→ PROMPT
Once you find the line with "Target: open notebook" in the data that follows, repeat it and every line after it exactly, through the line with "[[144, 12]]".

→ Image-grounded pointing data
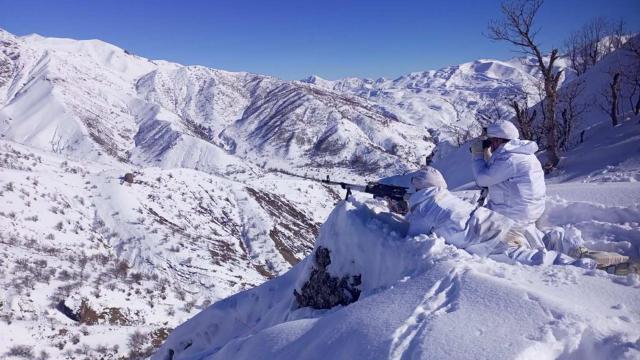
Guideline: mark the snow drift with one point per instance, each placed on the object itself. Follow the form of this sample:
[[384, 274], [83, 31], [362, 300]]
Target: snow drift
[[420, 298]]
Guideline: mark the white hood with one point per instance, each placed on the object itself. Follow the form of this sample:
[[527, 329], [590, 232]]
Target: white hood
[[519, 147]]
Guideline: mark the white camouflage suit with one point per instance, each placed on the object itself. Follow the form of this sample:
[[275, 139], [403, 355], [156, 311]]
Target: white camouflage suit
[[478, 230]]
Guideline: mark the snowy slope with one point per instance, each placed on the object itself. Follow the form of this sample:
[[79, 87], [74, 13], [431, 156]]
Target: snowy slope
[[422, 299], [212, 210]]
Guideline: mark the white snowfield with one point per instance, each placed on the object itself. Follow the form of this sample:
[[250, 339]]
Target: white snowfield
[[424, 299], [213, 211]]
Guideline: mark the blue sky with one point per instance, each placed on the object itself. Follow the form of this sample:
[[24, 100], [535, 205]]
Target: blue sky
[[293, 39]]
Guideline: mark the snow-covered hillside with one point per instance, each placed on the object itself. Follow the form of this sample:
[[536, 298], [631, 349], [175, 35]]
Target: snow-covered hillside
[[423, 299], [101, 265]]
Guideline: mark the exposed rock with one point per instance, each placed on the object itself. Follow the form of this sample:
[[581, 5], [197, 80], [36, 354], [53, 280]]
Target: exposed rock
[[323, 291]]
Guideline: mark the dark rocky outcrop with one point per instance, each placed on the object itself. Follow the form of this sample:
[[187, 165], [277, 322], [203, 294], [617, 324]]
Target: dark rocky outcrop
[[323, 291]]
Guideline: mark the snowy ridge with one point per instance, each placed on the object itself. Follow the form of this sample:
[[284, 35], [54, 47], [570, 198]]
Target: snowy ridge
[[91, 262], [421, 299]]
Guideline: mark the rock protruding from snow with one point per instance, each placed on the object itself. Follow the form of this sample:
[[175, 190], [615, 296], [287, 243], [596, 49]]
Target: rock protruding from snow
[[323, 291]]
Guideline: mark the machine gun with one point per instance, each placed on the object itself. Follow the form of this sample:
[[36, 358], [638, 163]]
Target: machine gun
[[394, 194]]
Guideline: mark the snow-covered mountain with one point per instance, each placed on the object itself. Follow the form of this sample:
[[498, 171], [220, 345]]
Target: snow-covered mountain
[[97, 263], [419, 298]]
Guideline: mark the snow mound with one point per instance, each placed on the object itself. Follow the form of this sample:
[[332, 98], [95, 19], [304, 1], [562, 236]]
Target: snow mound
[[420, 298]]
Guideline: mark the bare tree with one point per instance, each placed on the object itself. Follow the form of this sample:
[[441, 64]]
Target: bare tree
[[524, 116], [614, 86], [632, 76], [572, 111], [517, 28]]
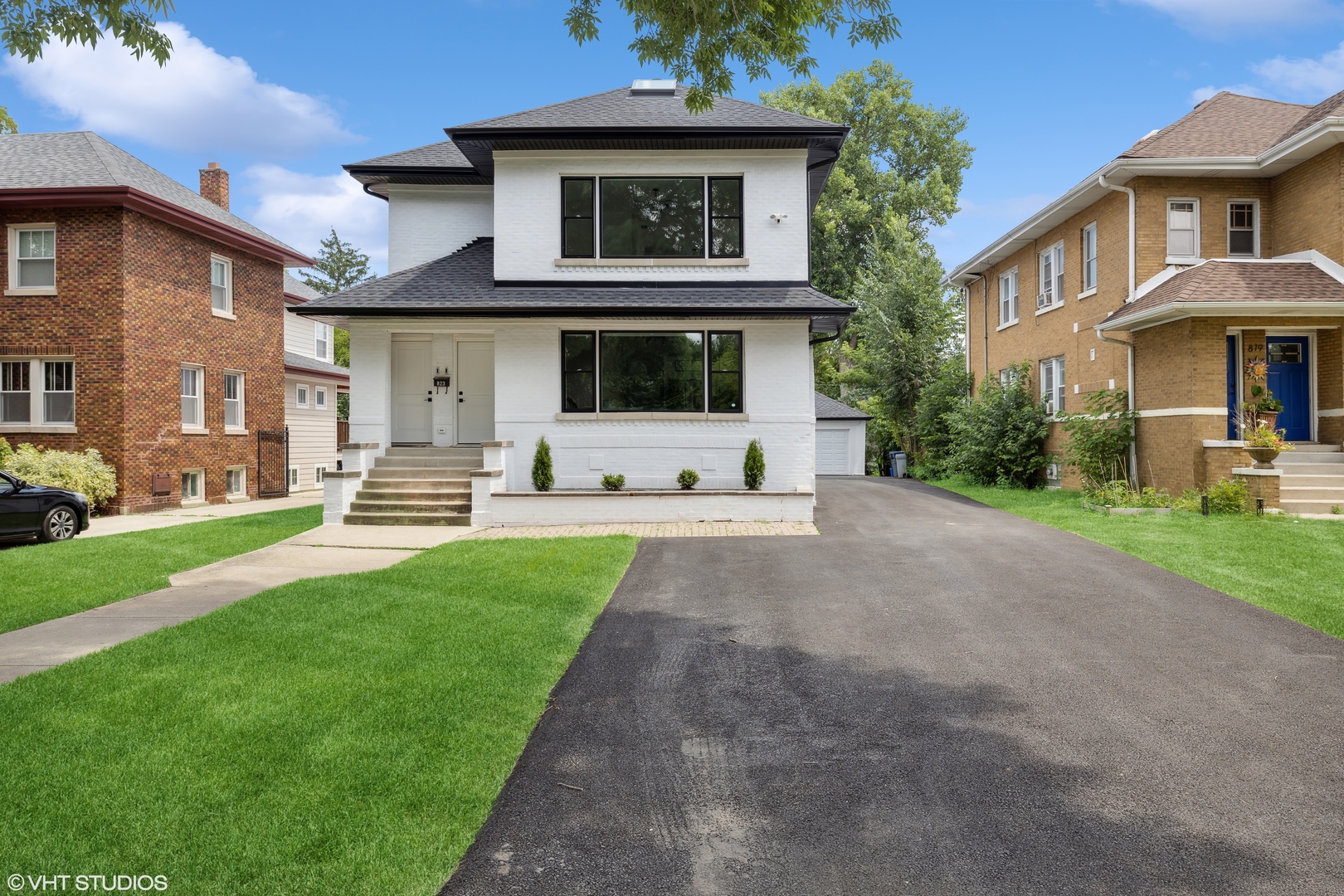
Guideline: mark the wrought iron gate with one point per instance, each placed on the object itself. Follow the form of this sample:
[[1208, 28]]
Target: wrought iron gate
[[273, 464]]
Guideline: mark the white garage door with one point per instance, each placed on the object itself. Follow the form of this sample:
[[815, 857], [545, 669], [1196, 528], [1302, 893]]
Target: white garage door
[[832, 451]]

==

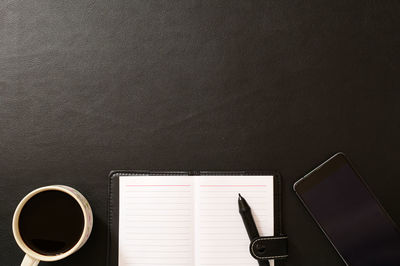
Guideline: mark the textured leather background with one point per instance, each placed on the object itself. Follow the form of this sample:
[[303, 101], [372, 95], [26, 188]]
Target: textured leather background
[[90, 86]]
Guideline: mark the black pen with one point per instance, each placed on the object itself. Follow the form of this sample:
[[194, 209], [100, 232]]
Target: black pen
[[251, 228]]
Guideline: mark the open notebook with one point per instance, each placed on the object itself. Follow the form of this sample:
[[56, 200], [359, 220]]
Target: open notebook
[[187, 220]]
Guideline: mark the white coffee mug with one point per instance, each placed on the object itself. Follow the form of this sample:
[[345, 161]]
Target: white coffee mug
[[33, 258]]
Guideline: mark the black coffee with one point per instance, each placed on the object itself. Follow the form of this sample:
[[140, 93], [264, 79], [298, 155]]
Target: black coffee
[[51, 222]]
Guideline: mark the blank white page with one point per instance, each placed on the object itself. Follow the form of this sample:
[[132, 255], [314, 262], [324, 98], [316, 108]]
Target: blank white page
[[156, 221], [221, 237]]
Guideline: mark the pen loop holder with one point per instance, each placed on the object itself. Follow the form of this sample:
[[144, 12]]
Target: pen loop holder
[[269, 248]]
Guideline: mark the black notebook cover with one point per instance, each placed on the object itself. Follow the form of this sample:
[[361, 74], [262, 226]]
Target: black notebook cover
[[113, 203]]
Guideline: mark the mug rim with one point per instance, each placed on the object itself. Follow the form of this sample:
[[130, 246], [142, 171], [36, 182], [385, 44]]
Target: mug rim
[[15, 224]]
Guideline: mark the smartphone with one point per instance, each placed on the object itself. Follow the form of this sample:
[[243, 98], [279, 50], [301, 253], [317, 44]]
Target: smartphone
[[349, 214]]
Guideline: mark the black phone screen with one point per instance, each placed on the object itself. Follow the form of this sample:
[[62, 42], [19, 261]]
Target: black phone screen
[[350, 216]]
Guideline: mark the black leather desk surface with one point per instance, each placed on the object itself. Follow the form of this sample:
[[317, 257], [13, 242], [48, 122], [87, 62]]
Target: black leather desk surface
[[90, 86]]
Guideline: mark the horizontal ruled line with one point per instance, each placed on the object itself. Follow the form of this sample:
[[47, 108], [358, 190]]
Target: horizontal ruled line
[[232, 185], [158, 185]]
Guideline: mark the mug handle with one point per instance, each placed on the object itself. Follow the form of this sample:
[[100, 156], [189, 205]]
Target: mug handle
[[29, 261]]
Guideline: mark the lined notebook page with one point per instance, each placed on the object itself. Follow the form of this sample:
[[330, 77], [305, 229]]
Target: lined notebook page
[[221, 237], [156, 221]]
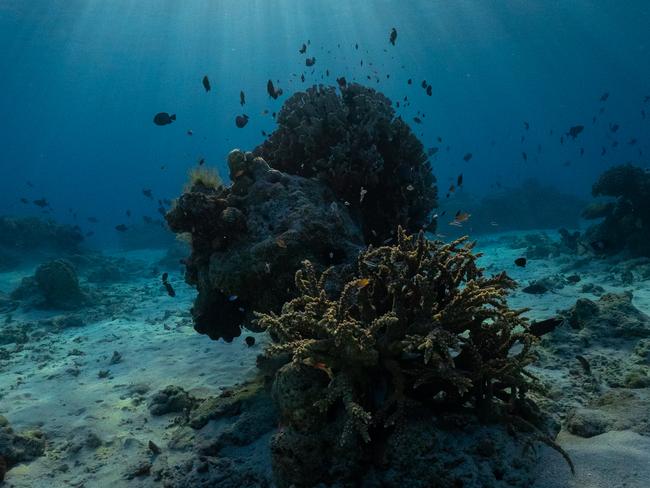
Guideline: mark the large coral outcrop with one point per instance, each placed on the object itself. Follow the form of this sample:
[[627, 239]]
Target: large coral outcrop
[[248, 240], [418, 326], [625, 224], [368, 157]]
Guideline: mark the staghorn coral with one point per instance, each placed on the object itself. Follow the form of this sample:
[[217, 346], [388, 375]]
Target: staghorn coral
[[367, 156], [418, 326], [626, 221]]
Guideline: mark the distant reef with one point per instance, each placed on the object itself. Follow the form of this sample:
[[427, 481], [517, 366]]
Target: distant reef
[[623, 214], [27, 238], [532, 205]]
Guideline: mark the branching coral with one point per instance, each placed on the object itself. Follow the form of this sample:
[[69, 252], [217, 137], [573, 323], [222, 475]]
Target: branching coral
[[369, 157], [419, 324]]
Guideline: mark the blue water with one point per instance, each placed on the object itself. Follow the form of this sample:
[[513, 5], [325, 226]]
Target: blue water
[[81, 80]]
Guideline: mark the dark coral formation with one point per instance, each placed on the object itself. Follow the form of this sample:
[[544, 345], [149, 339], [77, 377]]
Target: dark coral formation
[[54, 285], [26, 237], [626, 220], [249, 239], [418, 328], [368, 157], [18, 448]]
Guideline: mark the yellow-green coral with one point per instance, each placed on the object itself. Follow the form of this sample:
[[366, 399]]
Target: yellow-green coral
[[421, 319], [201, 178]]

→ TASK RESPONSE
Target: open notebook
[[187, 220]]
Guideline: mark the white coffee mug with one point per instance, each placed on the object itself. Follow the form of this sample:
[[345, 161]]
Target: white coffee mug
[[33, 258]]
Guideline: mark the black coffee with one point per instance, each placed on the object itself. Follow the form of this sample:
[[140, 93], [264, 79], [298, 155]]
Target: black coffee
[[51, 222]]
Guideline: mark the blank white page with one point per instance, each placed on the object itself. Follow the form of this sample:
[[132, 255], [314, 262], [324, 98], [316, 108]]
Target: blank white page
[[156, 221], [221, 237]]
Guideline: mark the pen loop holder with one point per instance, each placed on the object itself. Follow the form of this sample:
[[144, 12]]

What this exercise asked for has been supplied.